AIM:
Scale everything from the line containing "Highlight mahogany work table." down to the end of the items, and reproduce each line in full. Multiply every coordinate in the answers by 1.7 and round it to the nearest whole number, with halves rounded up.

::: RECORDS SUPPLIED

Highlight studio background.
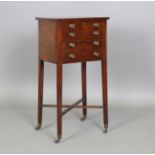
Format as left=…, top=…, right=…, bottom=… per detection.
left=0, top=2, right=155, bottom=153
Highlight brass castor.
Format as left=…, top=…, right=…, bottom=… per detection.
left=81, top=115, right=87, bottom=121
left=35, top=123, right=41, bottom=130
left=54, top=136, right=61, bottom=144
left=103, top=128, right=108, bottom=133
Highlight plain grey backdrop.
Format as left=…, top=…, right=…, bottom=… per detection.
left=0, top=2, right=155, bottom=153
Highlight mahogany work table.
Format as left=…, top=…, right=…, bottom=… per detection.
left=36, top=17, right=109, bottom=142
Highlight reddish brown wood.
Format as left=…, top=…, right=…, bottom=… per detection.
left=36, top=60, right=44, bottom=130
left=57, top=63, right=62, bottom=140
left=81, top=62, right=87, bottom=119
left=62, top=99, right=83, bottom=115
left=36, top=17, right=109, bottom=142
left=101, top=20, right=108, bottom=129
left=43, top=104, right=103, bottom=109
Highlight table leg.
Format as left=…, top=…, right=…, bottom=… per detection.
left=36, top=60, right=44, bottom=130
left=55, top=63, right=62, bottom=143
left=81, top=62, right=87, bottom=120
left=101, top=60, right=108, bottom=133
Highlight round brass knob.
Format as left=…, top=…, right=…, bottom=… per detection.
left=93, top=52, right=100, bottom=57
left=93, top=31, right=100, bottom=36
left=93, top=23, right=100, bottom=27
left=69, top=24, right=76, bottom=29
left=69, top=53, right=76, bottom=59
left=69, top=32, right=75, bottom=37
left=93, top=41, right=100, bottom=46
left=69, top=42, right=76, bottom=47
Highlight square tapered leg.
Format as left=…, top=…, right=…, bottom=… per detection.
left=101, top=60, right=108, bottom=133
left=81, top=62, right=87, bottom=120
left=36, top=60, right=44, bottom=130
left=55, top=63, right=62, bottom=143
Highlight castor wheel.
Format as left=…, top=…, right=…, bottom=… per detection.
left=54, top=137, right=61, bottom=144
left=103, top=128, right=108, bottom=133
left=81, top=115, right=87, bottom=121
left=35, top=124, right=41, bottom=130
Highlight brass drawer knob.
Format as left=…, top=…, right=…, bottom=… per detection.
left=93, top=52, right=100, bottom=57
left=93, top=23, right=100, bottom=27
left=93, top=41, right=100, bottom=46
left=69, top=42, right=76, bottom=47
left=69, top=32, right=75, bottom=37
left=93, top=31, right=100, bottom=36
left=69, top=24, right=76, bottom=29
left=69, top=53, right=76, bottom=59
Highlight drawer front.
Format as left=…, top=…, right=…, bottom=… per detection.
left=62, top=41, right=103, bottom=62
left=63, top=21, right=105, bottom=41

::::::

IN RESPONSE:
Highlight mahogany work table.
Format as left=…, top=…, right=…, bottom=… per detection.
left=61, top=29, right=185, bottom=241
Highlight reddish brown wood.
Format as left=…, top=…, right=…, bottom=… per detection.
left=61, top=102, right=75, bottom=221
left=97, top=107, right=105, bottom=238
left=138, top=105, right=148, bottom=202
left=105, top=168, right=141, bottom=196
left=61, top=29, right=185, bottom=241
left=172, top=34, right=184, bottom=219
left=73, top=177, right=175, bottom=185
Highlight table leg.
Format as left=…, top=…, right=…, bottom=… per detection.
left=61, top=102, right=75, bottom=221
left=94, top=107, right=105, bottom=243
left=138, top=105, right=148, bottom=204
left=172, top=102, right=184, bottom=226
Highlight round brass knob.
Format as left=…, top=…, right=…, bottom=… per detection.
left=158, top=88, right=170, bottom=97
left=158, top=53, right=170, bottom=61
left=158, top=39, right=170, bottom=46
left=117, top=41, right=129, bottom=49
left=117, top=90, right=129, bottom=100
left=117, top=54, right=128, bottom=63
left=158, top=70, right=170, bottom=78
left=117, top=71, right=129, bottom=80
Highlight square tapered leg.
Format as left=…, top=…, right=…, bottom=… per detection.
left=172, top=102, right=184, bottom=226
left=138, top=105, right=148, bottom=204
left=61, top=102, right=75, bottom=221
left=94, top=107, right=105, bottom=243
Highlight castor wheel.
Format as left=…, top=…, right=…, bottom=… per detection.
left=92, top=233, right=104, bottom=245
left=175, top=218, right=184, bottom=226
left=138, top=196, right=148, bottom=206
left=60, top=211, right=70, bottom=221
Highlight brass drawer knob.
Format as left=…, top=…, right=…, bottom=… per detection.
left=158, top=88, right=170, bottom=97
left=158, top=39, right=170, bottom=46
left=158, top=70, right=170, bottom=78
left=117, top=71, right=129, bottom=80
left=117, top=54, right=128, bottom=63
left=158, top=53, right=170, bottom=61
left=117, top=41, right=129, bottom=49
left=117, top=90, right=129, bottom=100
Highlight drawer front.
Format as left=…, top=…, right=…, bottom=… per detection.
left=105, top=70, right=175, bottom=105
left=107, top=36, right=179, bottom=70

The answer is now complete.